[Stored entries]
■ ■ ■ ■ ■ ■ ■

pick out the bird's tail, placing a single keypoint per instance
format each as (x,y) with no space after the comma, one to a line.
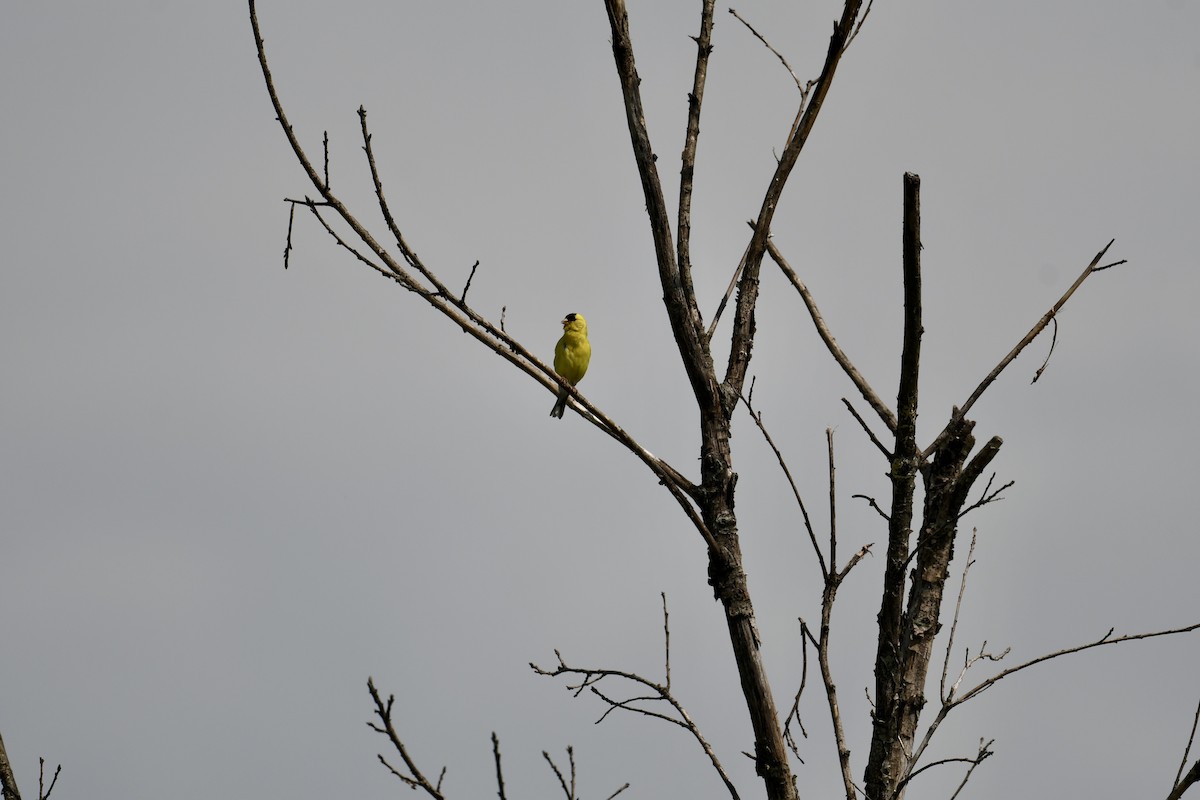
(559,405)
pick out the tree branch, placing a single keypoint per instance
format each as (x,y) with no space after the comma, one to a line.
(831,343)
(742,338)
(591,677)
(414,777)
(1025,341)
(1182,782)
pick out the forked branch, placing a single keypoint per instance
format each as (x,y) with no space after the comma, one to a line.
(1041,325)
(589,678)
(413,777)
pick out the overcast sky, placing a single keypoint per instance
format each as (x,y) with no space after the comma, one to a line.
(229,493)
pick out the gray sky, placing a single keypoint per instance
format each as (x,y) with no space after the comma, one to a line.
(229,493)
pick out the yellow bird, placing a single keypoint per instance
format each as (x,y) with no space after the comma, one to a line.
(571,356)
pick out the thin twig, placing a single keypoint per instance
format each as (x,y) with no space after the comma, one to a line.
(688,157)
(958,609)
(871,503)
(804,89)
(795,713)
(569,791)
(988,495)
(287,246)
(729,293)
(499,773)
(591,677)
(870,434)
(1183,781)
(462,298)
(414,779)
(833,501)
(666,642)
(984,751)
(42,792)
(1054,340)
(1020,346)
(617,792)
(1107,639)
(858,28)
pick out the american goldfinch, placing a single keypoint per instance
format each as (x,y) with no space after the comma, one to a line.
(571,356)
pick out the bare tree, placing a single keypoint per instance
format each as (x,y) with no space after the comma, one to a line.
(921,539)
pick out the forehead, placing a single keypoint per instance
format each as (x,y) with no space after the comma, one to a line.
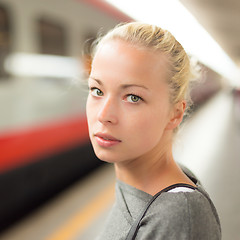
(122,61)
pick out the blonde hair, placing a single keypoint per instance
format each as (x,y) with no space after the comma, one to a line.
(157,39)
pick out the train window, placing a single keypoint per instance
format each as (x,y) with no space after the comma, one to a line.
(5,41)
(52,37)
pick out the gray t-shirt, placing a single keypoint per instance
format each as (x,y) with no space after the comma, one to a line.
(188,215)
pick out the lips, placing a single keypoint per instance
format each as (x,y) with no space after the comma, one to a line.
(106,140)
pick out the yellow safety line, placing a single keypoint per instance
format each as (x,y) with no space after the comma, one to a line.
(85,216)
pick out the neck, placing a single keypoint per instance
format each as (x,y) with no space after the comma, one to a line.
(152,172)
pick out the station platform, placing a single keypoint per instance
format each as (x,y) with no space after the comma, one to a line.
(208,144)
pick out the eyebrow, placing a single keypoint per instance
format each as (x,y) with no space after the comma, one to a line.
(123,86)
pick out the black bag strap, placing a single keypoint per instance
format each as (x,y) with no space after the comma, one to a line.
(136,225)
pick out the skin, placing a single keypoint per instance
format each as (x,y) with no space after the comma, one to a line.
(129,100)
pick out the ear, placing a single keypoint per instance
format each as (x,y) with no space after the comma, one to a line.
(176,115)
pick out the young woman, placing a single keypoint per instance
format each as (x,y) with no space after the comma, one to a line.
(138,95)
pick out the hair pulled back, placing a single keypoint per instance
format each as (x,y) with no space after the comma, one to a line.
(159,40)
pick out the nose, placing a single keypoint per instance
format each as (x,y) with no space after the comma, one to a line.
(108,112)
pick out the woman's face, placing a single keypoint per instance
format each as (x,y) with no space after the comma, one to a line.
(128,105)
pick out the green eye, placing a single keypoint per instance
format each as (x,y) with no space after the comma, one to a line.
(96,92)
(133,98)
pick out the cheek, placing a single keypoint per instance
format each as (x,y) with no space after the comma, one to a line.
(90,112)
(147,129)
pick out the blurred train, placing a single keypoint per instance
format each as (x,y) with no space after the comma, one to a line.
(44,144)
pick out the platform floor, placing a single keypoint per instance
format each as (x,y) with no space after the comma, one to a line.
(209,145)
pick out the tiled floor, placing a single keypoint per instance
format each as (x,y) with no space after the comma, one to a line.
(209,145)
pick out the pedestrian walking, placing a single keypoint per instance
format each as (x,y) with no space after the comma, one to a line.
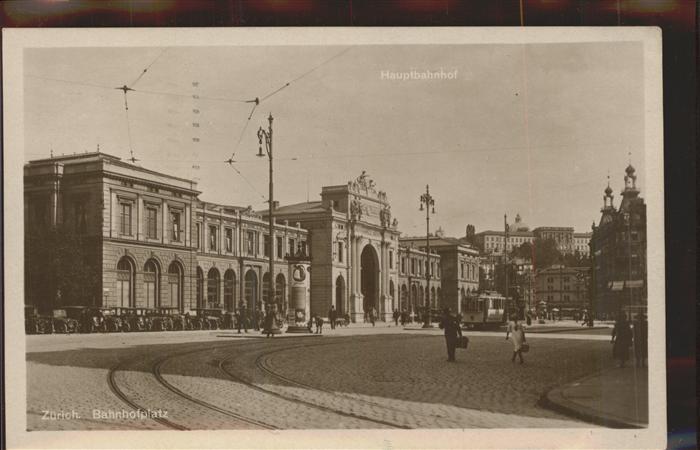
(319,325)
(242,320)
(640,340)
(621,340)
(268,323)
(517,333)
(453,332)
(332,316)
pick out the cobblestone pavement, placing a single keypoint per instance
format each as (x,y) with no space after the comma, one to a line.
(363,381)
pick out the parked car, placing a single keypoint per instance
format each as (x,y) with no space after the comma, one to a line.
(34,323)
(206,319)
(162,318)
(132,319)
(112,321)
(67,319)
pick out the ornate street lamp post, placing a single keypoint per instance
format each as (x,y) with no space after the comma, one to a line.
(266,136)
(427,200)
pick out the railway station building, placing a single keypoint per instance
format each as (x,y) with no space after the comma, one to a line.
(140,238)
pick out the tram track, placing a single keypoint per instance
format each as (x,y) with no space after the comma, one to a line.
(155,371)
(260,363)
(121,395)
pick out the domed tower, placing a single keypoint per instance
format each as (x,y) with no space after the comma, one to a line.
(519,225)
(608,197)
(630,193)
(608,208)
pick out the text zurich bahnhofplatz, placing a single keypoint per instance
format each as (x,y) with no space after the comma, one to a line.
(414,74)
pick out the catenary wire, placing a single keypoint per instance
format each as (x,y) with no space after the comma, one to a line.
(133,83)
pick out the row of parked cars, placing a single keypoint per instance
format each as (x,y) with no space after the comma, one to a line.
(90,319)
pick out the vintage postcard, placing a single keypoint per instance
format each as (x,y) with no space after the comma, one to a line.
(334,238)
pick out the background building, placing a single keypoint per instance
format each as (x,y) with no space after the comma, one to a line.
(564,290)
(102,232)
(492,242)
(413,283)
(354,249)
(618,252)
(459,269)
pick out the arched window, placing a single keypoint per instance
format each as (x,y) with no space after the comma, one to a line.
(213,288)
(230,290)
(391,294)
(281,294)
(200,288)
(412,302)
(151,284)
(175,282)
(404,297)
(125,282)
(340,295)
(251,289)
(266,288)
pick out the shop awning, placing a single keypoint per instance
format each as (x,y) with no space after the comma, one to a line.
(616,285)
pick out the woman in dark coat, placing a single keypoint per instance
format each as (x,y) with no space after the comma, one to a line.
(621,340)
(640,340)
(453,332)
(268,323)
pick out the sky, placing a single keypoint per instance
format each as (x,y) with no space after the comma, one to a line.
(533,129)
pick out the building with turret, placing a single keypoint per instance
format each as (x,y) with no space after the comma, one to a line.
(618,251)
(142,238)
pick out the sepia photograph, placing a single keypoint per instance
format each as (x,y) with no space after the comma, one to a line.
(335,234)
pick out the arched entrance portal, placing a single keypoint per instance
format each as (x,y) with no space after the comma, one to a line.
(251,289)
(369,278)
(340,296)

■ ■ ■ ■ ■ ■ ■

Problem details: Collect each line above holding the string "window".

Output of the task:
pick out the train window, placing a single keypoint per instance
pick out the arched window, placing a single keypoint per instance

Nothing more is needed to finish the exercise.